Text extract:
———
William was therefore not an ideal ally or sponsor of Edward. When Cnut died later that year, Edward was bereft of his strongest supporter and no longer in a position to contemplate any sort of military coup. Instead, in 1036 Edward travelled to England where his mother Queen Emma and Cnut’s elder son Harold Harefoot were administering in the name of his half-brother, Halfacnut. Harold, who was preparing to capitalize upon Halfacnut’s extended absence and take the throne of England for himself was less than pleased to find a potential rival appear within England. Edward’s younger brother, Alfred, was captured and blinded while Edward narrowly escaped back to his sanctuary in Normandy. The incident drove a wedge between Edward and his mother, who almost certainly invited the brothers to England in an attempt to combat Harold’s popularity with the Anglo-Danish elite. It is telling that in 1037 when Harold Harefoot succeeded in having Emma banished, she fled not to her former home in Normandy in which Edward was firmly ensconced, but to the commercial center of Bruges. Indeed, Edward refused to cooperate with his mother or heed her entreaties while dissimulating his desire to claim the throne.
———
Pick up the account of Edward, Emma, and Harold Harefoot after its last sentence and continue it in the same style.
———
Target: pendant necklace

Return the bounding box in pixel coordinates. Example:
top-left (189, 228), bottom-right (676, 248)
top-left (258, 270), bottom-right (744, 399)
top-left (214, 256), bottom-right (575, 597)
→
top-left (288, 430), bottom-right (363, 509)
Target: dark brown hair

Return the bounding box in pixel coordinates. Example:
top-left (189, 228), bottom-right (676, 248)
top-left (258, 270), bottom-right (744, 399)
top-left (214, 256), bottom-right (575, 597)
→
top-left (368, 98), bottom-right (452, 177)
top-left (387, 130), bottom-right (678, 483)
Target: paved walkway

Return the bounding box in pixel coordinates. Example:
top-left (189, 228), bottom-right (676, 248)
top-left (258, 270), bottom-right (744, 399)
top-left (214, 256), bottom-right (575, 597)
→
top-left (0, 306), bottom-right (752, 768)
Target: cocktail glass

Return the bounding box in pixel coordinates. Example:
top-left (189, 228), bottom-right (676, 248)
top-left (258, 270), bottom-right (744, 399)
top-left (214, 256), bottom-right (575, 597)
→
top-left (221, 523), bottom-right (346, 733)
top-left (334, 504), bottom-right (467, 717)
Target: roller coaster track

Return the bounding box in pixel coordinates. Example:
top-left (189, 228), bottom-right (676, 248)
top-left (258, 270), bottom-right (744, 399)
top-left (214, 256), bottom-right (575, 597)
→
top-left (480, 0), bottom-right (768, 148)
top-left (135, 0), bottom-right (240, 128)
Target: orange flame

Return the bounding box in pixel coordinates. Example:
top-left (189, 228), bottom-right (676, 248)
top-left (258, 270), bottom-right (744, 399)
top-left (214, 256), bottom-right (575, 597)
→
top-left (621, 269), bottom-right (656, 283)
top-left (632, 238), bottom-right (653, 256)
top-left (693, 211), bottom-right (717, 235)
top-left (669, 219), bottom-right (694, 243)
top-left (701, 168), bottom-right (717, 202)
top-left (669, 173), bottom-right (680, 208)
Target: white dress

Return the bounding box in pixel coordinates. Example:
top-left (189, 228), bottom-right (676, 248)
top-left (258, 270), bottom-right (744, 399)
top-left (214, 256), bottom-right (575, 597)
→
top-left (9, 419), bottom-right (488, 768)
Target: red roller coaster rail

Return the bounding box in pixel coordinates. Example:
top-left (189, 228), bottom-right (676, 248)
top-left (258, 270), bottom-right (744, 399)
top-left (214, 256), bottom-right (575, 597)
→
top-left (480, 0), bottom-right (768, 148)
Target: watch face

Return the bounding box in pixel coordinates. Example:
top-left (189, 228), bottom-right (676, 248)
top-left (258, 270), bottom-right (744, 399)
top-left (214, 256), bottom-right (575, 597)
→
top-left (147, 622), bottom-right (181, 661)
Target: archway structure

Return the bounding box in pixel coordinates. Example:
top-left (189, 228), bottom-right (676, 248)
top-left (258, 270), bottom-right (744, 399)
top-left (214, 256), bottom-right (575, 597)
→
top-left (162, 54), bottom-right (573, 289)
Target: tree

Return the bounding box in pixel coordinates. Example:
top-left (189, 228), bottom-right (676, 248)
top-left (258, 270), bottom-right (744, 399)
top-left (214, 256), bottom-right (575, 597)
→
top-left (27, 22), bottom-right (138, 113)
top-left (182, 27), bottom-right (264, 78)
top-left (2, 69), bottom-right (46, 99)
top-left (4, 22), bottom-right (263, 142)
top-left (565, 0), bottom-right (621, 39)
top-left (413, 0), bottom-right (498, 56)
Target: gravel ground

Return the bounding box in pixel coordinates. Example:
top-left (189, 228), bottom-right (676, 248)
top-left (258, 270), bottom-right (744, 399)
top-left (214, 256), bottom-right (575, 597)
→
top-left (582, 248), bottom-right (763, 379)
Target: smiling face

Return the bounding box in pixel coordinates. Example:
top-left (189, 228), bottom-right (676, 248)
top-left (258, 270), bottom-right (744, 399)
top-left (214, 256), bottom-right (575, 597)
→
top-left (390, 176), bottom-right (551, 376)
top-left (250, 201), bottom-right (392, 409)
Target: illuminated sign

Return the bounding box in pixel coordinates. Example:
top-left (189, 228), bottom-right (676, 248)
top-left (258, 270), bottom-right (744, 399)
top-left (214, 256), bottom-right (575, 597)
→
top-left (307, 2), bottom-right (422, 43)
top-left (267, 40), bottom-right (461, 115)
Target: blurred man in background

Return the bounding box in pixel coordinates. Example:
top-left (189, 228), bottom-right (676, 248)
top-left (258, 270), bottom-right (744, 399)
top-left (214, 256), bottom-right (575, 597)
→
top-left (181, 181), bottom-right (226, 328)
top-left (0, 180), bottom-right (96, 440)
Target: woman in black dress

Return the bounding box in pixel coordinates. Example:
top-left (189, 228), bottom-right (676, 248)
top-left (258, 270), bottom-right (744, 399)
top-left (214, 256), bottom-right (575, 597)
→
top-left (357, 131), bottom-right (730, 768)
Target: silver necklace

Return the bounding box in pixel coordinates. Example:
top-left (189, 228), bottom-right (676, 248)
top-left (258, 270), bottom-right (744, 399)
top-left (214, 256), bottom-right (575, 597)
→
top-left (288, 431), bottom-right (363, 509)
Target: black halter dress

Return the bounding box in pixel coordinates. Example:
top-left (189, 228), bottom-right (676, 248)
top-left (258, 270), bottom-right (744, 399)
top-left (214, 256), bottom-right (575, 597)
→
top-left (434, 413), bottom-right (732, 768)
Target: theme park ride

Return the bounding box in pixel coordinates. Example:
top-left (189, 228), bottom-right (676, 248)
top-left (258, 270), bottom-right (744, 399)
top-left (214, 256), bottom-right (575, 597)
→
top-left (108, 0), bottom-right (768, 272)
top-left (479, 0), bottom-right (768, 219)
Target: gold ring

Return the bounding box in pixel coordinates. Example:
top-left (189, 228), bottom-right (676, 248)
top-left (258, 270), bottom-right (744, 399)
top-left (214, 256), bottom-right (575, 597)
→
———
Response to this task:
The King of England

In 1041 Halfacnut succeeded in claiming England, following Harold Harefoot’s unexpected death and recalled both his mother and surviving English half-brother from exile. While Edward was eventually able to maneuver his way to the crown, following Halfacnut’s own death the following year, William was left in Normandy to fight the uphill battle to restore Ducal authority within Normandy alone. It transpired a task he was more than equal to. While Victorian historians’ characterization of the Confessor importing a deluge of Norman clerics and bureaucrats in order to consolidate royal power at the expense of the old Anglo-Danish and English elite is almost certainly a gross exaggeration, Edward did retain ties with his relatives in Normandy and a handful of Norman’s found their way into high office within England during his reign. While King Edward’s continued affiliation with the Duke fell far short of military support, it seems that Edward became increasingly interested in the possibility of William succeeding him as he emerged as a powerful ruler in his own right.

From an English perspective it seems that William’s claim to the throne was based upon an ambiguous nomination by King Edward that may or may not have been retracted by the king on his deathbed and a possible oath given by his principal rival, Harold Godwinson, while under possible duress and at William’s mercy. It is worth noting, however, that according to the emerging inheritance practices of eleventh-century continental Europe, William would probably expect to inherit at least a portion of the patrimony of a childless cousin. In this clash of cultures, the wishes of the Witan or any conglomeration of English powerbrokers would have been considered entirely irrelevant and seditious by the duke.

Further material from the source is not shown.